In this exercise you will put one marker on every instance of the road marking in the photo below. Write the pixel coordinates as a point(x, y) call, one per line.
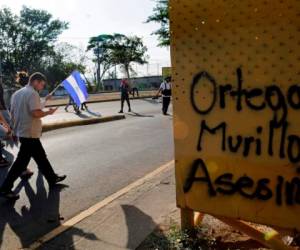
point(93, 209)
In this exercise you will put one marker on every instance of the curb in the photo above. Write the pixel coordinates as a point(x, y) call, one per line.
point(108, 100)
point(81, 122)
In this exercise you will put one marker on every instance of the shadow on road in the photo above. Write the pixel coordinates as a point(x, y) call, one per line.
point(152, 101)
point(138, 224)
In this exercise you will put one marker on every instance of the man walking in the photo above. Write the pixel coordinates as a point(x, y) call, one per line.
point(26, 112)
point(124, 89)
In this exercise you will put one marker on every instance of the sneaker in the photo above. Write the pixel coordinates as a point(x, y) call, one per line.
point(9, 195)
point(57, 180)
point(27, 174)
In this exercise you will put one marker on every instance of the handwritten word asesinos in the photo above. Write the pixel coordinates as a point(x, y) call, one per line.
point(273, 98)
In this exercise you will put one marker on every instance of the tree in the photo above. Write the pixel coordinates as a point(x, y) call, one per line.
point(124, 51)
point(161, 15)
point(27, 40)
point(66, 59)
point(99, 46)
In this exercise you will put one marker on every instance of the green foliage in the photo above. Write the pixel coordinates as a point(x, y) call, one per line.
point(161, 15)
point(98, 45)
point(27, 40)
point(176, 239)
point(117, 49)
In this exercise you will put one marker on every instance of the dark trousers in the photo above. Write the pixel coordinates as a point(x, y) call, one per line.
point(166, 103)
point(30, 147)
point(135, 90)
point(71, 102)
point(125, 97)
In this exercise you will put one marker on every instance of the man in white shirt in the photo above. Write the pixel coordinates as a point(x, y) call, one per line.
point(26, 112)
point(166, 91)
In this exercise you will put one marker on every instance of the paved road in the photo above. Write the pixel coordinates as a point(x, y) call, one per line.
point(98, 159)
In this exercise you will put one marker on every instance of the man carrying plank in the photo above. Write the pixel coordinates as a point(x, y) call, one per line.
point(27, 111)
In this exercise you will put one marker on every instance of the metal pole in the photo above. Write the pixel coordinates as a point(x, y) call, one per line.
point(1, 76)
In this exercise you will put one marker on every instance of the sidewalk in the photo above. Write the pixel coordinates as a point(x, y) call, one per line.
point(102, 97)
point(125, 222)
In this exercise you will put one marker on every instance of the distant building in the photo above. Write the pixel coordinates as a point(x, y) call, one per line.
point(142, 83)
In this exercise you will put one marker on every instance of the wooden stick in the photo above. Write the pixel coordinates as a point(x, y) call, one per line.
point(269, 239)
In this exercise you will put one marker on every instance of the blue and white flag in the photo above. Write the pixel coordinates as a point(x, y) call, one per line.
point(75, 86)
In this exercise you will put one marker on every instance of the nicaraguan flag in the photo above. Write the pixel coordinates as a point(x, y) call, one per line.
point(75, 86)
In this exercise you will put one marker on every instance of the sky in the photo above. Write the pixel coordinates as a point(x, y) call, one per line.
point(88, 18)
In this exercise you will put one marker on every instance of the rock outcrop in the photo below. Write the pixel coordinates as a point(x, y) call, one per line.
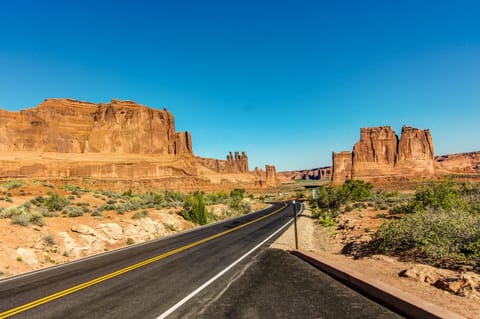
point(320, 173)
point(115, 140)
point(271, 175)
point(342, 166)
point(70, 126)
point(463, 163)
point(380, 155)
point(376, 152)
point(234, 164)
point(267, 177)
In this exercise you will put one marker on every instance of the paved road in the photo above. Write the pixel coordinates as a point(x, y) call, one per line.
point(145, 281)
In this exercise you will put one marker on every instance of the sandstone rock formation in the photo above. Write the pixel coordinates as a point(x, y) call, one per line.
point(70, 126)
point(270, 175)
point(320, 173)
point(381, 155)
point(237, 164)
point(376, 152)
point(115, 140)
point(267, 177)
point(463, 163)
point(342, 166)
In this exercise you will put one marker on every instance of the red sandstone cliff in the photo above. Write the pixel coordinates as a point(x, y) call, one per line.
point(320, 173)
point(115, 140)
point(69, 126)
point(380, 155)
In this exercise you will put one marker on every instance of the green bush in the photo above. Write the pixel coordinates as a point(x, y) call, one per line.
point(445, 195)
point(325, 217)
point(72, 211)
point(49, 240)
point(22, 216)
point(141, 214)
point(216, 198)
point(237, 192)
point(432, 234)
point(55, 202)
point(12, 184)
point(356, 190)
point(195, 209)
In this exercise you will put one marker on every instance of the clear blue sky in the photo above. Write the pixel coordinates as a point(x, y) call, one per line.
point(286, 81)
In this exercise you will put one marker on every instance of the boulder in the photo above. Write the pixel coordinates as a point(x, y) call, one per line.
point(83, 229)
point(27, 255)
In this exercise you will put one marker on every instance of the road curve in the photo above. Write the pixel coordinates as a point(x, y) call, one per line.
point(216, 271)
point(141, 281)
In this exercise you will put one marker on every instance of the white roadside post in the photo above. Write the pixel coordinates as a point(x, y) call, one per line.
point(295, 223)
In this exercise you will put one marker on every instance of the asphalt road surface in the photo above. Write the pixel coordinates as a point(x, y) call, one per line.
point(200, 273)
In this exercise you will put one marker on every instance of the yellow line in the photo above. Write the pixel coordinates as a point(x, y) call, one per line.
point(95, 281)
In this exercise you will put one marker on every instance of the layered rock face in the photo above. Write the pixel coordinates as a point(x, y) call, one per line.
point(309, 174)
point(342, 166)
point(267, 177)
point(381, 155)
point(463, 163)
point(234, 164)
point(375, 153)
point(70, 126)
point(271, 175)
point(115, 140)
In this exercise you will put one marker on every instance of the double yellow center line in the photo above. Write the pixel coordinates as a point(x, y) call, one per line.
point(122, 271)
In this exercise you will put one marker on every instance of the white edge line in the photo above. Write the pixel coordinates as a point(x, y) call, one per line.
point(119, 249)
point(221, 273)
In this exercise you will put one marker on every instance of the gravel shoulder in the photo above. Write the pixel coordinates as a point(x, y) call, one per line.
point(326, 243)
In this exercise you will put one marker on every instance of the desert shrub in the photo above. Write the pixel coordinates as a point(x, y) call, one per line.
point(36, 219)
point(239, 206)
point(445, 195)
point(72, 211)
point(152, 199)
point(128, 193)
point(355, 190)
point(195, 209)
point(236, 202)
point(300, 194)
point(45, 212)
point(49, 240)
point(325, 217)
point(471, 195)
point(55, 202)
point(173, 199)
point(237, 192)
point(37, 201)
point(74, 188)
point(216, 198)
point(11, 211)
point(96, 213)
point(170, 227)
point(22, 216)
point(436, 235)
point(141, 214)
point(12, 184)
point(329, 198)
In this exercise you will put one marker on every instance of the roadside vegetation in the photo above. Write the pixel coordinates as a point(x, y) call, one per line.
point(71, 200)
point(438, 224)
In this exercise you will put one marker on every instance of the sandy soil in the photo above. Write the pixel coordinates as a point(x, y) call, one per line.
point(327, 242)
point(62, 239)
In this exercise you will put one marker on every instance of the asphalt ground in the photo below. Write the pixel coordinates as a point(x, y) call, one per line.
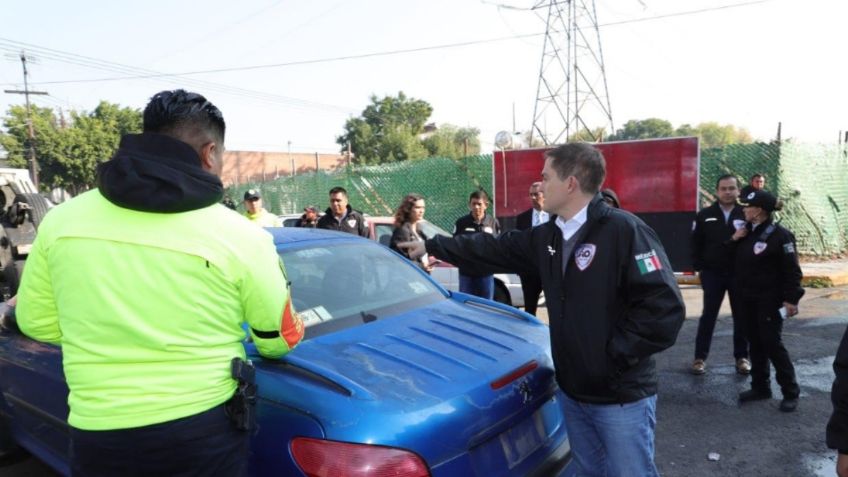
point(699, 415)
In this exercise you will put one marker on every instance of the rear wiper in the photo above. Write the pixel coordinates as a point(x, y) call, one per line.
point(367, 317)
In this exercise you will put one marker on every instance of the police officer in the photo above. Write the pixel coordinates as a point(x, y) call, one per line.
point(712, 257)
point(147, 300)
point(256, 213)
point(470, 280)
point(342, 217)
point(767, 279)
point(613, 302)
point(531, 287)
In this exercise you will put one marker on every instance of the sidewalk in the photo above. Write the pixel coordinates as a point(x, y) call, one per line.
point(816, 274)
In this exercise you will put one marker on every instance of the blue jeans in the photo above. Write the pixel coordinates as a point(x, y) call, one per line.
point(484, 287)
point(612, 439)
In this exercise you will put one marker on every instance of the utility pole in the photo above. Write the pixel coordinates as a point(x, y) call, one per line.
point(33, 163)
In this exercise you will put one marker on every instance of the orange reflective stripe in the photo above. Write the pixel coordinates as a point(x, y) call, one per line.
point(291, 326)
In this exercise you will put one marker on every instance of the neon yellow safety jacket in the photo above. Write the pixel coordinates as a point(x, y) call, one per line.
point(148, 307)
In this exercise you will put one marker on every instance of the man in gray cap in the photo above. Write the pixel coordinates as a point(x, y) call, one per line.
point(256, 213)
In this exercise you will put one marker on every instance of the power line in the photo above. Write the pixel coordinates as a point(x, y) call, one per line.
point(392, 52)
point(139, 73)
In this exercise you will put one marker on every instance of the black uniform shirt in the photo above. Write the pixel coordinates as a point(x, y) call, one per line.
point(467, 225)
point(766, 263)
point(352, 223)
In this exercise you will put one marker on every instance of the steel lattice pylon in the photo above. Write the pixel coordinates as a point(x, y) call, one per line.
point(572, 94)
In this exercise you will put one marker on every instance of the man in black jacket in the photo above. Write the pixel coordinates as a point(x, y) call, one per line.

SHORT EXERCISE: Reproduce word for word the lines of the data above, starting at the line containing "the road curve" and ending at the line containing "point(200, 273)", with both of those lines included.

RESULT OF THIS TASK:
In this exercise you will put one marker on every instance of the road curve in the photo above. Write the pixel coordinates as a point(x, y) call, one per line.
point(216, 271)
point(141, 281)
In this exercise you will put one marker on every instance of the white roadside post in the photo above. Write the pixel coordinates as a point(x, y) call, one per line.
point(295, 223)
In this exercise you will put one marker on every instance of the asphalt road surface in the photo above. Write the pixel coordinates as a point(x, y) call, one per line.
point(200, 273)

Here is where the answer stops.